◆ SÉRIE DE CONSIGNES
A) Recopiez fidèlement le passage du texte de la page qui commence par « Référence 3 : La » et se poursuit jusqu’à « progrès et d’innovation. ».
B) Indiquez uniquement le nombre de lignes des entrées qui contiennent la chaîne « tail ».

◆ TEXTE DE LA PAGE
====

Un document « modèle de l’entité évaluée » (cf article 24) pourra être adjoint au référentiel pour aider les experts ne disposant pas de toutes les connaissances sur les missions et les grandes caractéristiques et principes de pilotage d’un établissement d’enseignement supérieur et de recherche.

Un domaine consacré à la conduite globale de l’établissement, regroupant quatre références :

Référence 1 : Le choix du positionnement et les grandes orientations stratégiques

La capacité de l’établissement à se situer dans son environnement local, national et international. L’établissement doit pouvoir expliciter l’ambition qu’il a portée à ces différentes échelles et la stratégie institutionnelle globale qu’il a élaborée et mise en œuvre au service de cet objectif de positionnement.

Référence 2 : Les partenariats stratégiques aux niveaux local, national et international

L’explicitation des partenariats majeurs et la démonstration de leur cohérence vis-à-vis de la stratégie institutionnelle, ainsi que l’analyse des résultats associés.

Référence 3 : La gouvernance politique et la politique de la qualité

Le choix et le fonctionnement des différentes instances de gouvernance et les grands circuits politiques de décision au service des missions de l’établissement et de la mise en œuvre de ses orientations stratégiques. La définition d’une politique institutionnelle de la qualité et son exploitation comme garantie des valeurs promues par l’établissement et comme levier de ses dynamiques de progrès et d’innovation.

Référence 4 : Les structures et outils de pilotage

L’organisation interne de l’établissement et les choix d’outils de pilotage pour les différentes fonctions de management (RH, finances, immobilier, système d’information, communication…). La cohérence de l’ensemble et les résultats obtenus au service de la stratégie institutionnelle.

====

[Quelques entrées]
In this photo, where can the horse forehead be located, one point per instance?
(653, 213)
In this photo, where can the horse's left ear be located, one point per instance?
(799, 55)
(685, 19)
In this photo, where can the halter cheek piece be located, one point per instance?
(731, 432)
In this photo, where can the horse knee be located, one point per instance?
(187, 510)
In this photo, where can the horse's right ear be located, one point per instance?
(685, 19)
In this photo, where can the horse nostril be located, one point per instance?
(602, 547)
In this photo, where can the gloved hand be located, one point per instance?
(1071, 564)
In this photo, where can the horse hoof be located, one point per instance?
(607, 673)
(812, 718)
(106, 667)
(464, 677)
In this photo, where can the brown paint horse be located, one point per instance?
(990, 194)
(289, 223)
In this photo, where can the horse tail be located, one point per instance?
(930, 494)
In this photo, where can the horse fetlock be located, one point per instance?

====

◆ RÉPONSES RÉDIGÉES
A)
Référence 3 : La gouvernance politique et la politique de la qualité

Le choix et le fonctionnement des différentes instances de gouvernance et les grands circuits politiques de décision au service des missions de l’établissement et de la mise en œuvre de ses orientations stratégiques. La définition d’une politique institutionnelle de la qualité et son exploitation comme garantie des valeurs promues par l’établissement et comme levier de ses dynamiques de progrès et d’innovation.

B) 1